**Recorded information:**

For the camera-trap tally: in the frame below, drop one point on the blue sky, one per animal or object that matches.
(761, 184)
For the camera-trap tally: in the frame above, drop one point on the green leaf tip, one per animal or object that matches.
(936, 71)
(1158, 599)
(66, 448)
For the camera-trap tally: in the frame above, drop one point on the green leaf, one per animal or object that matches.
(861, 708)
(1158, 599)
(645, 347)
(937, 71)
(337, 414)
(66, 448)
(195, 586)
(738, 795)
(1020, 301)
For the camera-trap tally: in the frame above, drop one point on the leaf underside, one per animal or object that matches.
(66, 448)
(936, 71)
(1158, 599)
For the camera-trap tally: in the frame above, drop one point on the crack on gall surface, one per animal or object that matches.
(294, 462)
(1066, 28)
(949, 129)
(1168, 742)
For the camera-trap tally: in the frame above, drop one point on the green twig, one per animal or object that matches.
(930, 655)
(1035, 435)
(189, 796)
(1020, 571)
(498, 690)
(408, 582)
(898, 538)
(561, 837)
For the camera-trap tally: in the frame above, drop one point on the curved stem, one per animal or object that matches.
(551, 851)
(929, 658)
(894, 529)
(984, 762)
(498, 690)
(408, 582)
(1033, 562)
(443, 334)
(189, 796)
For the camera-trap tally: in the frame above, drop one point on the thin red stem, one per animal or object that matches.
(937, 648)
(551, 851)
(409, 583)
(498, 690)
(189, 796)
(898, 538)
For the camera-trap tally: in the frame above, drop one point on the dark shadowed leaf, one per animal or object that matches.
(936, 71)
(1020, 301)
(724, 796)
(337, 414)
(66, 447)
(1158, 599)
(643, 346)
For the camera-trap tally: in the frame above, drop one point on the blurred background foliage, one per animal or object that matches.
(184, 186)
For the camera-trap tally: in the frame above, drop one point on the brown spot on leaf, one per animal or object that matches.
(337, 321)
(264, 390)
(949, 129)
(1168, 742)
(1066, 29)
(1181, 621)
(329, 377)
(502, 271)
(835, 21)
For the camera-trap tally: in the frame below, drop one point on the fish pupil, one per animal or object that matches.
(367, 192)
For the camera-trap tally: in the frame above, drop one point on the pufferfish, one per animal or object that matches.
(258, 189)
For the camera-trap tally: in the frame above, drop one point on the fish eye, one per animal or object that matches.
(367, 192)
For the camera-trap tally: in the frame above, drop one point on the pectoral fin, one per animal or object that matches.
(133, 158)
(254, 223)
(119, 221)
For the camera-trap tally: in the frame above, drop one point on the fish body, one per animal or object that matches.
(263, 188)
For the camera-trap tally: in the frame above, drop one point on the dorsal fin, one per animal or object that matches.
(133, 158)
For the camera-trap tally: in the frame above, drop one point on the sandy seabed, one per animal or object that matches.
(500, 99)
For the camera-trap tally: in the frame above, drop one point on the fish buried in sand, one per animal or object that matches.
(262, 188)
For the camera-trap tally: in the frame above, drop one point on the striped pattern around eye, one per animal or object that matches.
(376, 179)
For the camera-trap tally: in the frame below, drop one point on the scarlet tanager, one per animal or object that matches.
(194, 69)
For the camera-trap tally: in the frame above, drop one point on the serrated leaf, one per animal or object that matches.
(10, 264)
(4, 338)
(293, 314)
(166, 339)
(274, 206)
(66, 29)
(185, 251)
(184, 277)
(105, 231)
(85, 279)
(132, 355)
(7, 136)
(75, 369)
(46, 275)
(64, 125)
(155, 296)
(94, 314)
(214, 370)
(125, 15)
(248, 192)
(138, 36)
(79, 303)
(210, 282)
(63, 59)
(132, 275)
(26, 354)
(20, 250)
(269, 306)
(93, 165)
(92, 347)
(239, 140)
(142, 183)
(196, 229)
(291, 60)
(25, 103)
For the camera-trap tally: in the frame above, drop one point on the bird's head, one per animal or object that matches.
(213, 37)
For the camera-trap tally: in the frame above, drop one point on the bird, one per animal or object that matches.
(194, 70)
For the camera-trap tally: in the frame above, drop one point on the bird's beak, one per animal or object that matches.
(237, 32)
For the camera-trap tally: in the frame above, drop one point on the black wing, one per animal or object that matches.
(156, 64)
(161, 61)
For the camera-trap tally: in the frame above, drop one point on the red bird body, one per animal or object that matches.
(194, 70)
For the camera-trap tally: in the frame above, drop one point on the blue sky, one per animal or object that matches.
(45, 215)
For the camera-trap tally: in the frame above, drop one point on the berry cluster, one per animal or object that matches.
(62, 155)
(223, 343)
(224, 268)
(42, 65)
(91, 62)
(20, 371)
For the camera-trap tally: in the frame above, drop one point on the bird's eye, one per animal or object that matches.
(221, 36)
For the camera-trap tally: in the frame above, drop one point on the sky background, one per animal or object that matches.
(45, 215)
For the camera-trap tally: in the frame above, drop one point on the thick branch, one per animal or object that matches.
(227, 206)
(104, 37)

**Task goal:** Your answer must be the full set of records above, reproduced exactly.

**Response to this task:**
For the camera-trap tally: in the frame below, drop one point on the blue sky, one per animal or object that matches.
(761, 184)
For the camera-trap tally: in the frame above, drop one point on the green leaf tip, one per animal or object that matches.
(936, 71)
(1158, 599)
(66, 448)
For the camera-trap tally: in the frame above, drop one point on the green leaf, one per animal or object that matches.
(861, 708)
(1158, 599)
(645, 347)
(937, 71)
(337, 414)
(66, 448)
(195, 586)
(738, 795)
(1020, 301)
For the camera-trap tally: in the frame above, drop one point on the leaf underside, one per animal or object that matches.
(66, 448)
(936, 71)
(1158, 599)
For the camera-trap tally: in the frame above, drop one point on the crack on gall surface, one per animal or object that matches.
(294, 462)
(1066, 28)
(949, 129)
(1168, 742)
For the camera-trap tally: in the frame above, drop one point on the green twig, one per animal or object that matches.
(930, 655)
(1035, 435)
(189, 796)
(1020, 571)
(498, 690)
(408, 582)
(898, 538)
(561, 837)
For the camera-trap tally: in the frame above, drop one point on the curved stem, one per animal or object that matches.
(551, 851)
(929, 658)
(894, 529)
(984, 762)
(498, 690)
(408, 582)
(1033, 562)
(443, 334)
(189, 796)
For the camera-trap tally: in the frame above, drop one point on the thin red stem, one per animal or object that matches.
(937, 648)
(551, 851)
(409, 583)
(498, 690)
(189, 796)
(898, 538)
For the camera-trap tally: in the frame above, drop one point on the dark shadowed leaf, one per animal or object that matches.
(936, 71)
(1020, 301)
(724, 796)
(337, 414)
(66, 447)
(1158, 599)
(643, 346)
For the camera-trap tally: in the frame above, drop one point on the blurred background foliage, one per animal or object that matches.
(184, 186)
For the camera-trap tally: in the frame above, drop one point on the brown spot on leaf, one per animal or object that matches.
(337, 321)
(264, 390)
(949, 129)
(1168, 742)
(1066, 29)
(1181, 621)
(329, 377)
(502, 271)
(835, 21)
For the camera-trap tally: in the frame below, drop one point on the fish pupil, one per animal or object that matches.
(367, 192)
For the camera-trap tally: in the frame above, drop one point on the pufferfish, one per animal or object that matches.
(258, 189)
For the camera-trap tally: in the frame above, drop one point on the fish eye, one per animal or object that matches.
(367, 192)
For the camera-trap tally: in the frame above, drop one point on the pectoral fin, one per animal or object that matches.
(133, 158)
(254, 223)
(119, 221)
For the camera-trap tally: in the frame above, drop one point on the fish body, one per animal or object that matches.
(263, 188)
For the camera-trap tally: in the frame above, drop one point on the dorsal fin, one per animal or object that matches.
(133, 158)
For the camera-trap tally: in the frame above, drop one point on the sandy seabed, one per animal or object that matches.
(500, 99)
For the camera-trap tally: in the frame above, drop one point on the fish buried in sand, one per animal or object that matches.
(262, 188)
For the camera-trap tally: in the frame above, drop one point on the striped pattern around eye, one per animal or object that matches.
(376, 179)
For the camera-trap tally: in the frame below, drop one point on the scarlet tanager, one per animal or object that matches.
(194, 69)
For the camera-trap tally: in the frame above, drop one point on the serrated leaf, one per animal or object that matches.
(10, 264)
(4, 338)
(293, 314)
(166, 339)
(274, 206)
(66, 29)
(185, 251)
(184, 277)
(105, 231)
(85, 279)
(132, 355)
(7, 136)
(75, 369)
(46, 275)
(64, 125)
(155, 296)
(94, 314)
(214, 370)
(125, 15)
(248, 192)
(138, 36)
(79, 303)
(210, 282)
(63, 59)
(132, 275)
(26, 354)
(20, 250)
(269, 306)
(93, 165)
(92, 347)
(239, 140)
(142, 183)
(196, 229)
(291, 60)
(25, 103)
For the camera-trap tally: in the frame above, drop one point on the bird's head, one per animal or object that matches.
(213, 37)
For the camera-trap tally: in the frame above, drop one point on the bird, one per animal or object that matches.
(194, 70)
For the camera-trap tally: in the frame above, drop one point on the bird's beak, one per animal or object that matches.
(237, 32)
For the camera-trap tally: in the frame above, drop one point on the black wing, one per animal or object that matches.
(156, 64)
(161, 61)
For the camera-trap tally: in the frame above, drop one point on the red bird body, one per animal or object that matches.
(194, 70)
For the camera-trap tally: in the frame above, drop one point on the blue sky, one per animal or object that matches.
(45, 215)
For the camera-trap tally: in the frame above, drop one point on the berry cluster, one per animal or object that matches.
(62, 155)
(223, 343)
(224, 268)
(42, 65)
(91, 62)
(20, 371)
For the camera-trap tally: in the frame above, drop one point on the bird's eye, one per animal or object that matches.
(221, 36)
For the camera-trap tally: in the frame above, drop one point on the sky background, one per animal or object that matches.
(45, 215)
For the camera-trap tally: in the frame above, drop one point on the thick branch, one per animal or object that matches.
(227, 206)
(104, 37)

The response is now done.